Work task
Note the line where "Practice: locate the dried" appears in the data below; write it out exactly, along with every line that comes after it to the end.

Segment Start: Data provided

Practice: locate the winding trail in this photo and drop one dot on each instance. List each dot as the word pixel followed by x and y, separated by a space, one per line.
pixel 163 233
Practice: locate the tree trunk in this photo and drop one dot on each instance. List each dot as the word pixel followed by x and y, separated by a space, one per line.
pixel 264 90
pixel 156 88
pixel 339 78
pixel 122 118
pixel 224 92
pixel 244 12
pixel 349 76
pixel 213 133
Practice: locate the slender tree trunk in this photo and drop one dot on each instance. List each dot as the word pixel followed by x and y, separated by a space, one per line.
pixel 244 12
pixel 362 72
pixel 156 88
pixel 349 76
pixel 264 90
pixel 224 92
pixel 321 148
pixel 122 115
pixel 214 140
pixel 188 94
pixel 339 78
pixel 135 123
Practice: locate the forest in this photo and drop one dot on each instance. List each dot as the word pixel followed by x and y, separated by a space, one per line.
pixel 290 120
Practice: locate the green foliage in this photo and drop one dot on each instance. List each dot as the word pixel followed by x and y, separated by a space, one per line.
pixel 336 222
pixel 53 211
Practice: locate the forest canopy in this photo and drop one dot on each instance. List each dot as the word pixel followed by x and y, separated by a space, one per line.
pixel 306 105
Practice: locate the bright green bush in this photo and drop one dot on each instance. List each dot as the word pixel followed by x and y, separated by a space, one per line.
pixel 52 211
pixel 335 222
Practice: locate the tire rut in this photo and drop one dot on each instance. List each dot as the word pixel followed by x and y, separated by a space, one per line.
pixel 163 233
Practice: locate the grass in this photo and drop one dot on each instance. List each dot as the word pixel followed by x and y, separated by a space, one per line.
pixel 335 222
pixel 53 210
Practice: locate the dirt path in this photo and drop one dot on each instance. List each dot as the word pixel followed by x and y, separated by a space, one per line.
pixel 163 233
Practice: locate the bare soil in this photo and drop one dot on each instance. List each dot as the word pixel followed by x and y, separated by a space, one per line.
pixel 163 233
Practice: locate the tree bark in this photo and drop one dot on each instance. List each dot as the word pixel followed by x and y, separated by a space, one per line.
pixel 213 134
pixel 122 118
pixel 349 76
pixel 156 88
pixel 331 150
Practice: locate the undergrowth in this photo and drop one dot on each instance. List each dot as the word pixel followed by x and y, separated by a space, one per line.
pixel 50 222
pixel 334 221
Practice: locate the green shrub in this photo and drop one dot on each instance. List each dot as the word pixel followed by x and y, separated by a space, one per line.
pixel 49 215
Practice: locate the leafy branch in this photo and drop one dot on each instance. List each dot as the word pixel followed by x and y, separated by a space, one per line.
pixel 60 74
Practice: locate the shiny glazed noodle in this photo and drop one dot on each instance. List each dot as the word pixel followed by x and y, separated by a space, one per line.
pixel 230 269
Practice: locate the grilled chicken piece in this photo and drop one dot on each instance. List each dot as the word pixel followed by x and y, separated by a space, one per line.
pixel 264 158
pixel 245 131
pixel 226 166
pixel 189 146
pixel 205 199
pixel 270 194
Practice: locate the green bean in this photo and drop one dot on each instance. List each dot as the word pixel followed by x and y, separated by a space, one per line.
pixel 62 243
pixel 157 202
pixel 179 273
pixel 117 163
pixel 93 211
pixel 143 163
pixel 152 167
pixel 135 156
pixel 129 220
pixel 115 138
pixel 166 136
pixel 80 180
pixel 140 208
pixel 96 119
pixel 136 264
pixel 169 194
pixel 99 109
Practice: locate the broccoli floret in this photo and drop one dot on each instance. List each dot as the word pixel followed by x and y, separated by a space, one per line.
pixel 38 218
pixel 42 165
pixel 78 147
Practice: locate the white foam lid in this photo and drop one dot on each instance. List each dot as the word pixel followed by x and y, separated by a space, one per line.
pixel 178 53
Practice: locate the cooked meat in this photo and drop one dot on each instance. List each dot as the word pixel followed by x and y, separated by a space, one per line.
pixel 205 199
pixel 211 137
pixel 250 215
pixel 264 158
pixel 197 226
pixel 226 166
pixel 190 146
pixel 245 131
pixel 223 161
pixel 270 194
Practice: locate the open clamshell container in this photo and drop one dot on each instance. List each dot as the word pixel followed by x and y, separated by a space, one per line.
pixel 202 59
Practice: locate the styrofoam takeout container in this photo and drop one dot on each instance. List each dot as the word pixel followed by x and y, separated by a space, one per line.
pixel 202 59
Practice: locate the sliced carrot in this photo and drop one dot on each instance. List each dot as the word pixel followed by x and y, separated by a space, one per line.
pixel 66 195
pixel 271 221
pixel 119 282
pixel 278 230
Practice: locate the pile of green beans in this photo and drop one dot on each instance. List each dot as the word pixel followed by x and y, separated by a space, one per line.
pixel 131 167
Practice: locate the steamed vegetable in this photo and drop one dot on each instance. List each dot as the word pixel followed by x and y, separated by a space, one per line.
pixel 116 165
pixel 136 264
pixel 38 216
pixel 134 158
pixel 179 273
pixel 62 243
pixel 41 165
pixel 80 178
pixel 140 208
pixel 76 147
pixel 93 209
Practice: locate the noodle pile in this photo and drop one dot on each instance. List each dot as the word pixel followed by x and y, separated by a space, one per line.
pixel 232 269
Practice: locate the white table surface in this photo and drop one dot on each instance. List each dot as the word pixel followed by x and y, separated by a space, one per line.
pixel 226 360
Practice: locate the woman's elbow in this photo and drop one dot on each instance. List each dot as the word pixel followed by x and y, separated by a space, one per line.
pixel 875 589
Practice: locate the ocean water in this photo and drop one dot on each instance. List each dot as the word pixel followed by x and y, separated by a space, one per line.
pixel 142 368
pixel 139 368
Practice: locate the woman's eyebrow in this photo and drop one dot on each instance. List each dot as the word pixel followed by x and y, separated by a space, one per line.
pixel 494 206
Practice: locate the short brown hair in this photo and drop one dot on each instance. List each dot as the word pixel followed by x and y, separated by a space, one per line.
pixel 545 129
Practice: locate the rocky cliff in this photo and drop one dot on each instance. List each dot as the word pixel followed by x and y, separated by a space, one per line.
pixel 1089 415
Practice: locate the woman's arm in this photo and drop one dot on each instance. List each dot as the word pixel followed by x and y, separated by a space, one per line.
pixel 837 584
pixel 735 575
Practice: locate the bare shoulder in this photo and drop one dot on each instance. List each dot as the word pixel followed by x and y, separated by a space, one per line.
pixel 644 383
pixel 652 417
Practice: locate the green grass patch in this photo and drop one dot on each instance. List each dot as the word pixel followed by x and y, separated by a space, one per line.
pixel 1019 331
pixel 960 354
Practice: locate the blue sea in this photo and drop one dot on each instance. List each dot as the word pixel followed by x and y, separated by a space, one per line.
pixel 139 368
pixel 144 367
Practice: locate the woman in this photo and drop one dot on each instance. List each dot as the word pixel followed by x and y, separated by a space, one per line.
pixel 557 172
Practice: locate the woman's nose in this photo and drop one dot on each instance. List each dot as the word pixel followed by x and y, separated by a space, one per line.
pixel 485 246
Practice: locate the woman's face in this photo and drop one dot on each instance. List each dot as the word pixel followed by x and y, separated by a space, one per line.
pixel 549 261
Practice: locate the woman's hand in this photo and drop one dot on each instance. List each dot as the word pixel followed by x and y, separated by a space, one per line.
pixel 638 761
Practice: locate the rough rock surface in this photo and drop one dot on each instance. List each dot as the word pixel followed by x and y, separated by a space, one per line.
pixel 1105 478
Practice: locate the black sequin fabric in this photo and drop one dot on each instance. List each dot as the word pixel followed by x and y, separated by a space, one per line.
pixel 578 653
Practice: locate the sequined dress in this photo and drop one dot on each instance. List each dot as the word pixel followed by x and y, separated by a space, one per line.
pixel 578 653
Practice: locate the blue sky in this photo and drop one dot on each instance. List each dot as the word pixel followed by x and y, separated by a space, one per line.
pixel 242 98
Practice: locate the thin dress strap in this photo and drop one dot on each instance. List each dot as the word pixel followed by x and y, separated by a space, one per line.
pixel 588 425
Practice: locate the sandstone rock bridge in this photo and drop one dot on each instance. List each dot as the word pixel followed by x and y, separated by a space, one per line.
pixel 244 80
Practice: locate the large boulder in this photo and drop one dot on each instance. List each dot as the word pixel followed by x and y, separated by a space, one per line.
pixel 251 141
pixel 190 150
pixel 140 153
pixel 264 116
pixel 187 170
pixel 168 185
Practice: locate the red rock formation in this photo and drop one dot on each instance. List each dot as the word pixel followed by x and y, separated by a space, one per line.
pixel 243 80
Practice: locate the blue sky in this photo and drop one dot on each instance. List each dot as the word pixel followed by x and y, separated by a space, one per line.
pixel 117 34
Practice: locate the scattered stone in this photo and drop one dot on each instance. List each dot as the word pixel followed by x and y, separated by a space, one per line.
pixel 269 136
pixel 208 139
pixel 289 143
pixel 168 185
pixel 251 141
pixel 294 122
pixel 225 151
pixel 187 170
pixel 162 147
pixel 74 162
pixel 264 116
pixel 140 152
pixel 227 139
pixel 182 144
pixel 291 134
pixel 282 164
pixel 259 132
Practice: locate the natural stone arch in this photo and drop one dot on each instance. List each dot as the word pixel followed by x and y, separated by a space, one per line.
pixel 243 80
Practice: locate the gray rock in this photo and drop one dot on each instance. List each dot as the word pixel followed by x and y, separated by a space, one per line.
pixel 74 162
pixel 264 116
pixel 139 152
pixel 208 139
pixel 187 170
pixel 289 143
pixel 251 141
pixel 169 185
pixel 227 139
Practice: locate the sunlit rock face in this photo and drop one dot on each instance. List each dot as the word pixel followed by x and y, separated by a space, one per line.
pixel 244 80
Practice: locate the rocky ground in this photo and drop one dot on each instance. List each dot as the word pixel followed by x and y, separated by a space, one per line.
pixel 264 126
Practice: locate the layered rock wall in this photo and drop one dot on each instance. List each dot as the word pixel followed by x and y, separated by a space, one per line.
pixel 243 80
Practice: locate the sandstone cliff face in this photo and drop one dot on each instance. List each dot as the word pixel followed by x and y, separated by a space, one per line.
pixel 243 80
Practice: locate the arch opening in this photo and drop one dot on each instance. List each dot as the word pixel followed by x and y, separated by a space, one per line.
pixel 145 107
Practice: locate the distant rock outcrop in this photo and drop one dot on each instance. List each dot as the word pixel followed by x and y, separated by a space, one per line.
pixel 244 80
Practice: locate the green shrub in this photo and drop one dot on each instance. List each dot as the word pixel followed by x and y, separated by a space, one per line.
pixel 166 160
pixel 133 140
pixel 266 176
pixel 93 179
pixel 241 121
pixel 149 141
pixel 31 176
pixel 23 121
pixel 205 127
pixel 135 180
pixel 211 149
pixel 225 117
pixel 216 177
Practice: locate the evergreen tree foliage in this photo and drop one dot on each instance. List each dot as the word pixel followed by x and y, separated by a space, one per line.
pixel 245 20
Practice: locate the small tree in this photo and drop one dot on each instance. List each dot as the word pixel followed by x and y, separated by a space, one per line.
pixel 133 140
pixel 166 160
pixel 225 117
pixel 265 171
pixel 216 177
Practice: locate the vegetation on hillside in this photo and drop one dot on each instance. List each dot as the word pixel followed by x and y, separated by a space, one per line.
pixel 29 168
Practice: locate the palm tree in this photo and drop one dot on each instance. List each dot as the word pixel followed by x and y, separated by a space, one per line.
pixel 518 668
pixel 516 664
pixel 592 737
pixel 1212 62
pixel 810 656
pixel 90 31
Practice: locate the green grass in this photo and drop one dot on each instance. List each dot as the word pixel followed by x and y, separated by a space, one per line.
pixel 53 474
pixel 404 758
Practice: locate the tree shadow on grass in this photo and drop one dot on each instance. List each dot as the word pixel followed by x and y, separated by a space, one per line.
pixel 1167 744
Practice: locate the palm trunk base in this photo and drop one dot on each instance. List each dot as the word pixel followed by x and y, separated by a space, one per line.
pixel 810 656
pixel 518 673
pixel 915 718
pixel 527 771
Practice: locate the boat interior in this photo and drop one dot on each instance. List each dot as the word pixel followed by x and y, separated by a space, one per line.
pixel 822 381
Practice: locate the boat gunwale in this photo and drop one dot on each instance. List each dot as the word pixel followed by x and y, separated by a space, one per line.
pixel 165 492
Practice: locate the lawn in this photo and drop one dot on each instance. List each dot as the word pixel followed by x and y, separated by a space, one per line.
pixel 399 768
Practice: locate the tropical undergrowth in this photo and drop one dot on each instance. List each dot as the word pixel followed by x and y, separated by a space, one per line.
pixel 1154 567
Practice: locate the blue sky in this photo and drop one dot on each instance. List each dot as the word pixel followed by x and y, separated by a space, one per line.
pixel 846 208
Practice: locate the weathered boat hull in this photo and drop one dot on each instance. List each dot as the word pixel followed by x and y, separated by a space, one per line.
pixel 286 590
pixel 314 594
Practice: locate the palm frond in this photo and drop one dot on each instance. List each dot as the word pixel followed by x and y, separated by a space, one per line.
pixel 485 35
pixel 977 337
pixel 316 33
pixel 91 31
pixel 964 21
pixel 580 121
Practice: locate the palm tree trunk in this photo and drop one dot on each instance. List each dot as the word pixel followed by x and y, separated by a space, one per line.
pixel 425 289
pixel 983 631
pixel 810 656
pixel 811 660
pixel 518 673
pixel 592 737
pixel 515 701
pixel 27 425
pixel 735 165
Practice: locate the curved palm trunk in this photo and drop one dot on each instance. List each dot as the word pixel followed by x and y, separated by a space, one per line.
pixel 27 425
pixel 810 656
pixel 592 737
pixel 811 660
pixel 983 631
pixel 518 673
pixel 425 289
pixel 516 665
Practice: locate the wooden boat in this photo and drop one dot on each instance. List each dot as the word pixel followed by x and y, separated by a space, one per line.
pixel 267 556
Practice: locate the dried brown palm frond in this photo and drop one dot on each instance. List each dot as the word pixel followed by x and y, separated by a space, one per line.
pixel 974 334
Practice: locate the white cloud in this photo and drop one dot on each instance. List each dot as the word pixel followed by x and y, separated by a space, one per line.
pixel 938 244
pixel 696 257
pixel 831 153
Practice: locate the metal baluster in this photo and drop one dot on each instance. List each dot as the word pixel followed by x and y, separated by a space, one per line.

Segment End: Data provided

Exercise answer
Practice: locate the dried brown palm frond in this photo and drop one dot on each instance. List each dot as the word pixel followed by x and y, separated by a space, one per line.
pixel 974 334
Practice: locate the white cloud in this photo and drop one dot on each instance. List each dot as the word pixel followed by x and y, separated by a space, one per line.
pixel 938 244
pixel 696 257
pixel 831 153
Practice: locate the metal baluster in this photo and drop one dot on each instance. List each dot as the word pixel followed by x and y, separated by a space, one per line.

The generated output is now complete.